● PASSAGE PROVIDED:
[start]

In the following example, not calling the :py:meth:`finalize_tasks 
<pydidas.multiprocessing.WorkerController.finalize_tasks>` will keep the 
thread alive and allow the submission of new tasks.

.. code-block::

    import time
    import pydidas
    import numpy as np

    from qtpy import QtTest


    def test_func(task, slope, offset):
        return task* slope + offset


    def run_worker_controller_with_restart():

        worker_controller = pydidas.multiprocessing.WorkerController()
        worker_controller.change_function(test_func, 2, 5)
        result_spy = QtTest.QSignalSpy(worker_controller.sig_results)

        worker_controller.add_tasks(np.arange(10))
        # worker_controller.finalize_tasks()
        worker_controller.start()

        print("\nWaiting for results ...")
        with pydidas.core.utils.TimerSaveRuntime() as runtime:
            while True:
                if worker_controller.progress >= 1:
                    break
                time.sleep(0.005)
        print("Runtime was ", runtime())

        results = sorted(result_spy)
        print("Results: ", results)
        print("WorkerController is alive: ", worker_controller.isRunning())

        worker_controller.add_tasks(np.arange(10, 20))

        print("\nWaiting for results ...")
        with pydidas.core.utils.TimerSaveRuntime() as runtime:
            while True:
                if worker_controller.progress >= 1:
                    break
                time.sleep(0.005)
        print("Runtime was ", runtime())

        results = sorted(result_spy)
        print("Results: ", results)

        # now, if we suspend it, to change the function, and to add more items to
        # its tasks but they will not be processed:
        worker_controller.suspend()

[end]

● DATA LINES:
[start]

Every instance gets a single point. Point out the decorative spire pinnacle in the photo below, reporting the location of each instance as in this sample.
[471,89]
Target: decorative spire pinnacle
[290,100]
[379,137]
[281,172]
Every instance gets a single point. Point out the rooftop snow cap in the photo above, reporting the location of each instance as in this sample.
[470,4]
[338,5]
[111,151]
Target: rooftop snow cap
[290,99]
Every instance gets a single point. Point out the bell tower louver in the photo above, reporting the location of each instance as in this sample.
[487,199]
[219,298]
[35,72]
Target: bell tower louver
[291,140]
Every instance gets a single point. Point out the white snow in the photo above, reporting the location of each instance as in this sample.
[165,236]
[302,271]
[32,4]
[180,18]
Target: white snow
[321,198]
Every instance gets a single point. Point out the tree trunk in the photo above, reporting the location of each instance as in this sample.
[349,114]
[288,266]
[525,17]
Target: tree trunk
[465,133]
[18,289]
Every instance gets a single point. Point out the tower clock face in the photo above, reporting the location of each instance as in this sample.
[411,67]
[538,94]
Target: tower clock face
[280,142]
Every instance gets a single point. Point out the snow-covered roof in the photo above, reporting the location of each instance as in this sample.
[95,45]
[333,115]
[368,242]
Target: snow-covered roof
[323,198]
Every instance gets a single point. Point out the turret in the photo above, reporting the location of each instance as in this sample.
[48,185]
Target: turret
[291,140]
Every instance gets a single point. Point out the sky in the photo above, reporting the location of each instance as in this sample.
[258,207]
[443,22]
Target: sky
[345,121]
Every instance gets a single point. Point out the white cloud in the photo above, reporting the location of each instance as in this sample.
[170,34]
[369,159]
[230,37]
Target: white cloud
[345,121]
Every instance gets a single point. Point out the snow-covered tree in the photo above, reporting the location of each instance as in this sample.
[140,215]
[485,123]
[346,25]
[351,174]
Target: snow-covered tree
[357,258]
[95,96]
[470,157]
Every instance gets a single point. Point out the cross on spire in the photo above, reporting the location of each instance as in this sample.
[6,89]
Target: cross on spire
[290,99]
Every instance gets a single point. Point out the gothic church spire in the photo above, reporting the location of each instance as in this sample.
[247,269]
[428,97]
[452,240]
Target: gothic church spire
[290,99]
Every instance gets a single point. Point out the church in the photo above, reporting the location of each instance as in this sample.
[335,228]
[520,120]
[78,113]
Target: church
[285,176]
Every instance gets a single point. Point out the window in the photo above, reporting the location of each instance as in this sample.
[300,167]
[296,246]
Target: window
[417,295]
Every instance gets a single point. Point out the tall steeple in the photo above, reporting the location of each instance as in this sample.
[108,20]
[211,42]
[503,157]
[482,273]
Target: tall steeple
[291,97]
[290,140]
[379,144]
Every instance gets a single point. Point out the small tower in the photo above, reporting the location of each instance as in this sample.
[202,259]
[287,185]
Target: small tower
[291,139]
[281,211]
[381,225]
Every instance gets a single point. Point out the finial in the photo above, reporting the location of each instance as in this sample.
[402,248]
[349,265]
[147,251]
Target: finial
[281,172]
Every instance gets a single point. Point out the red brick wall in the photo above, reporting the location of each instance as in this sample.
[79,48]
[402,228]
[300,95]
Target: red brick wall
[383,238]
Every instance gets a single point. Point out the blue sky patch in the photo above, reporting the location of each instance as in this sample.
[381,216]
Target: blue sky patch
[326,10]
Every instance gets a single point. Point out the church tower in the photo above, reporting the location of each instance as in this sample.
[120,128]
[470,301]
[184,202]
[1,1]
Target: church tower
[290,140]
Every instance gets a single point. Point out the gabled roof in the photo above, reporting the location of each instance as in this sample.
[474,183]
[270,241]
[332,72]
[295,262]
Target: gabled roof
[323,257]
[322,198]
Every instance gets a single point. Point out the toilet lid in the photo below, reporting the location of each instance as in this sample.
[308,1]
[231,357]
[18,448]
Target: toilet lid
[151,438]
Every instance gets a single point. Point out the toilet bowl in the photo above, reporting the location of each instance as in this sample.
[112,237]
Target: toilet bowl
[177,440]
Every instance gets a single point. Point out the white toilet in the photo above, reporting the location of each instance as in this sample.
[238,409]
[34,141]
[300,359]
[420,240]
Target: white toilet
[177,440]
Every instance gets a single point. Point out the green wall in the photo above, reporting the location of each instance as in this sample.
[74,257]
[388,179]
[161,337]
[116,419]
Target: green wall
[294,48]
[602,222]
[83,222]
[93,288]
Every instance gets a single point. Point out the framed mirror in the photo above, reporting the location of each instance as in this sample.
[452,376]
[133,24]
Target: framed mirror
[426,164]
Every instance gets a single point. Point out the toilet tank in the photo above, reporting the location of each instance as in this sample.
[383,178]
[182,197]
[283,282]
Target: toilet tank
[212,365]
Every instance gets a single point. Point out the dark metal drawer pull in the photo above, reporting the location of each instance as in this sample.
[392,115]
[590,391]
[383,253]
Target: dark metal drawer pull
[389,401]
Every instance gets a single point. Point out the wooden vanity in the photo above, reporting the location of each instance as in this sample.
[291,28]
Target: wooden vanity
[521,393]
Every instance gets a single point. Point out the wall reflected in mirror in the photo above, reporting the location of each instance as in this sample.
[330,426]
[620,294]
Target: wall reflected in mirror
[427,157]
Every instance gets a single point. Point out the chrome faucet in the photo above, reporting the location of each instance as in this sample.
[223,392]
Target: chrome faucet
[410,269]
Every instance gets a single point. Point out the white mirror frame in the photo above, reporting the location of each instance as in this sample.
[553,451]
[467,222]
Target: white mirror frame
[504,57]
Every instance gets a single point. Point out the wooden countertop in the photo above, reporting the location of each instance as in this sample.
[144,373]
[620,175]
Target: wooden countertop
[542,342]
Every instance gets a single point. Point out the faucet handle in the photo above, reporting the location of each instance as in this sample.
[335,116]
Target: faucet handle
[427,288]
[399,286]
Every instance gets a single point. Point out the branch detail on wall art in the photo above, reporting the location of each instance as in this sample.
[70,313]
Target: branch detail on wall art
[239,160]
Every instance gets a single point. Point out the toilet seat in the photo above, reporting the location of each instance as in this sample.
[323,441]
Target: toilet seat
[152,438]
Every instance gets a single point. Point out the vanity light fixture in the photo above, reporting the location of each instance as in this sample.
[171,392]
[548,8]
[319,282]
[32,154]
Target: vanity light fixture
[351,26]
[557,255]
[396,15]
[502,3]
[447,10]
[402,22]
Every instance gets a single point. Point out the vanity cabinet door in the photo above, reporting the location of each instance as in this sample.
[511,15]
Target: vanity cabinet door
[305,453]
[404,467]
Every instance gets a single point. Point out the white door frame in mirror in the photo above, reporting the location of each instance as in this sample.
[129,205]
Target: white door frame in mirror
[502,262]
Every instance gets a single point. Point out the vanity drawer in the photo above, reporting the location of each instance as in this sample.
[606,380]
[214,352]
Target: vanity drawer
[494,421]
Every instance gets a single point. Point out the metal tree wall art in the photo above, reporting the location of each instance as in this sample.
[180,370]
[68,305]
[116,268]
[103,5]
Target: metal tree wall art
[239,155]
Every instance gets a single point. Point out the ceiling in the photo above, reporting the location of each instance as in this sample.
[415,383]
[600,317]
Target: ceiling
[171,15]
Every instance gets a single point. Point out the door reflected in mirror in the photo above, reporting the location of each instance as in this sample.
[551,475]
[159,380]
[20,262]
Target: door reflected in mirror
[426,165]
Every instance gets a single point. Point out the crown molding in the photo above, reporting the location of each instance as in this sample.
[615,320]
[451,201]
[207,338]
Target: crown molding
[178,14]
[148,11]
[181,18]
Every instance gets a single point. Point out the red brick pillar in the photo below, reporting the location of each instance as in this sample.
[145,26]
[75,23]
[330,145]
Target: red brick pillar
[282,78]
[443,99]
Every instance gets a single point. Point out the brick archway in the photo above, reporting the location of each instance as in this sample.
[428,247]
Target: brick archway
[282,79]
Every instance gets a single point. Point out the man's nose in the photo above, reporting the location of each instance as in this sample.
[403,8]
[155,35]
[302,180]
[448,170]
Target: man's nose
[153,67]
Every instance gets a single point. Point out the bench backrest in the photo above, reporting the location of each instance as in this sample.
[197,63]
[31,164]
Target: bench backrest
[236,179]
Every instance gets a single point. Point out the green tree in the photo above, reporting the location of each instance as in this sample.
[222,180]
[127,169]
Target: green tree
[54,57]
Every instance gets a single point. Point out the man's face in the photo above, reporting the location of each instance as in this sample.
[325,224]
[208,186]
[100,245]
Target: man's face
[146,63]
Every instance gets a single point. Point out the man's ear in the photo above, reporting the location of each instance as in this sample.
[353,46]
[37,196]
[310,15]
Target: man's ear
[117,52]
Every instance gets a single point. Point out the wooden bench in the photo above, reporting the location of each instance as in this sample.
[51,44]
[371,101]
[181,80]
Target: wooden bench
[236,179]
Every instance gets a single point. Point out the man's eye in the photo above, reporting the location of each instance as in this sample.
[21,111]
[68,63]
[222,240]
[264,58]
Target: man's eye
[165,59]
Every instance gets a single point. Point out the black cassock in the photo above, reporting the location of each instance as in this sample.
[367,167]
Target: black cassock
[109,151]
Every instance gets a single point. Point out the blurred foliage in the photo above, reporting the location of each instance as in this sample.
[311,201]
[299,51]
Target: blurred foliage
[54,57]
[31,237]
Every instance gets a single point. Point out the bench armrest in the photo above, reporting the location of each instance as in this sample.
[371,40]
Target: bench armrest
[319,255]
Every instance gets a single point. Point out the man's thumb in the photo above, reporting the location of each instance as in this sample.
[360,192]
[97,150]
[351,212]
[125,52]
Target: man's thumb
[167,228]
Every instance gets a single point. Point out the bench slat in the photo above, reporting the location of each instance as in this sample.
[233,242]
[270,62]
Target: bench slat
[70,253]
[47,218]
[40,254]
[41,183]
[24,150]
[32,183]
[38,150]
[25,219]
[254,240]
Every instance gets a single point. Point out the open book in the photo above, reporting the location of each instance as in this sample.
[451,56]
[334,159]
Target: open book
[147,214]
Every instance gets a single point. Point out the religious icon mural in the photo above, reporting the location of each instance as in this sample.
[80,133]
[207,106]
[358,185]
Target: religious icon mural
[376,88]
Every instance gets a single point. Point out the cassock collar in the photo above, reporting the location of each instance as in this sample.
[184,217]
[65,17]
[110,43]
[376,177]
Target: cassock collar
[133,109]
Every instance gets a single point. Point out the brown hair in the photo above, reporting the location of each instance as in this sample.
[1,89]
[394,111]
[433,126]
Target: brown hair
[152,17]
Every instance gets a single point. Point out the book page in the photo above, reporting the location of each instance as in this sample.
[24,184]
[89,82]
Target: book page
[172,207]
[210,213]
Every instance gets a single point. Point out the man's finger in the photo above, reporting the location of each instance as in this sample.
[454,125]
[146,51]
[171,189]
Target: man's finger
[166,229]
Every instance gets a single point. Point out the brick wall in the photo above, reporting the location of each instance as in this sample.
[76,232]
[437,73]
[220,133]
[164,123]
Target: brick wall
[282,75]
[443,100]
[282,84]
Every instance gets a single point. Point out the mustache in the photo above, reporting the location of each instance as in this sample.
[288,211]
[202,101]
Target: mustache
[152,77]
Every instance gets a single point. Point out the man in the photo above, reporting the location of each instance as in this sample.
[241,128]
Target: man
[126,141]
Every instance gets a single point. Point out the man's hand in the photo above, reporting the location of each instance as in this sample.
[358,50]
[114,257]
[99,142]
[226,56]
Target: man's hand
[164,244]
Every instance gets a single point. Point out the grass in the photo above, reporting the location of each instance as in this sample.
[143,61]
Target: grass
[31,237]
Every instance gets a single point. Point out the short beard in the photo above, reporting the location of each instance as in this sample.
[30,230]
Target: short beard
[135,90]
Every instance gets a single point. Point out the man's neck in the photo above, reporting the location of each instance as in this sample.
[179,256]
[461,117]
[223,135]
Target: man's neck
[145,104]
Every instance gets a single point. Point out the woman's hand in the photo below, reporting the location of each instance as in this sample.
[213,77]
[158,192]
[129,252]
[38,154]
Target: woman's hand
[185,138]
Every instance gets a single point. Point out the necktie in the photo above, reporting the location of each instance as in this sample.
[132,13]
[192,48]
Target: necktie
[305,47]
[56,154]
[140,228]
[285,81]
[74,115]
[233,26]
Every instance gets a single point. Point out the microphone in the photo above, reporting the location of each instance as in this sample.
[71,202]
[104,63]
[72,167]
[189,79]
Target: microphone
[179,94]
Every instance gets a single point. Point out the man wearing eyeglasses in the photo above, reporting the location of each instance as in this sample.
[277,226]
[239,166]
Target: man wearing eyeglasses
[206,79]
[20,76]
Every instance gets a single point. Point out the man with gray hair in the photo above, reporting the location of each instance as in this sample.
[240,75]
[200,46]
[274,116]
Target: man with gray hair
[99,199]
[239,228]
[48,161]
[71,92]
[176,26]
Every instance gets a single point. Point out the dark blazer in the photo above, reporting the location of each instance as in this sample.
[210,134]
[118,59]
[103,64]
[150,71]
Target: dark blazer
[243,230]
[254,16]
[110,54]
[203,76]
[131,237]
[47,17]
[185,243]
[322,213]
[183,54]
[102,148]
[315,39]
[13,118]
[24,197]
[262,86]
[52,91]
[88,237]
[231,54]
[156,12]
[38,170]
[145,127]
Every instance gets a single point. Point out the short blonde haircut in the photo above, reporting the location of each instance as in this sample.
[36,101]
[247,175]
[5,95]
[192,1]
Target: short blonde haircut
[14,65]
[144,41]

[end]

● BRIEF: According to the pydidas excerpt, what happens when finalize_tasks is not called? The rows have no connection to the pydidas excerpt.

● ANSWER TO THIS EXERCISE: The thread stays alive and new tasks can still be submitted.